Pick up the blog post below about being single in your mid-thirties in the South and keep writing from the end of its last paragraph.
start Passage to read
Mid-Thirties, Single, and Why It’s OK

I live in the South. Land of fried chicken, sweet tea, and SEC football. Where people are raised saying “yes ma’am” and “no sir”. Where people are usually pretty friendly and there’s at least one neighborhood BBQ a year.

But there’s also a pretty solid stigma that is VERY true down South. A stereotype that has probably literally been around for over one hundred, maybe even two, years.

Marriage and kids by a certain age… or else you are an old maid who can’t possibly be happy.

I kid you not… no pun intended. I face this battle daily from the outside world.

My grandma told me at just the age of 27 that I was getting to be an old maid and needed to freeze my eggs. Seriously. I can’t make this shit up. I never even wanted to attempt to have a baby before the age of 30… FYI.

I have been told more times than I can even count “oh you are beautiful, don’t worry, you’ll find someone.” As if my self worth is only based on my looks finding me a husband and any other accomplishment besides a Mrs before my name and a ring on my hand are less than stellar. (side note: no one clearly thinks my personality is awesome enough to get a boyfriend… not sure how I feel about that either)
end Passage to read
start Data section
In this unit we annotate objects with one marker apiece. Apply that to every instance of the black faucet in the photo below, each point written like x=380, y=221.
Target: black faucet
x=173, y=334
end Data section
Task response:
My own mother used to even act like I needed to stop being so picky and has said she doesn’t want me to be alone. There has been MAJOR fights as I’ve called her out on this kind of thinking. She’s actually even said she’s scared that she raised me to be TOO independent. Over the years, she’s either realized one doesn’t need a marriage to be happy or she’s just flat out given up on me doing what she always aspired to: marriage and motherhood.

Here’s the thing: I would love to be married. I may even love to have one kid… maybe two… IF the right man came along.

But what if this doesn’t happen? What if I am really destined to be single my whole life? Or if the right man comes along, we chose not to have children? Or even worse, we chose to have them and are unable to for various reasons?

Am I supposed to assume my life is worthless if things don’t go according to how others perceive life should go?

I’m sorry but asking someone why they aren’t married or saying in a condescending way that you’ll find someone is just as bad as asking someone why they don’t have kids or when they are going to start having kids. It’s fucking rude.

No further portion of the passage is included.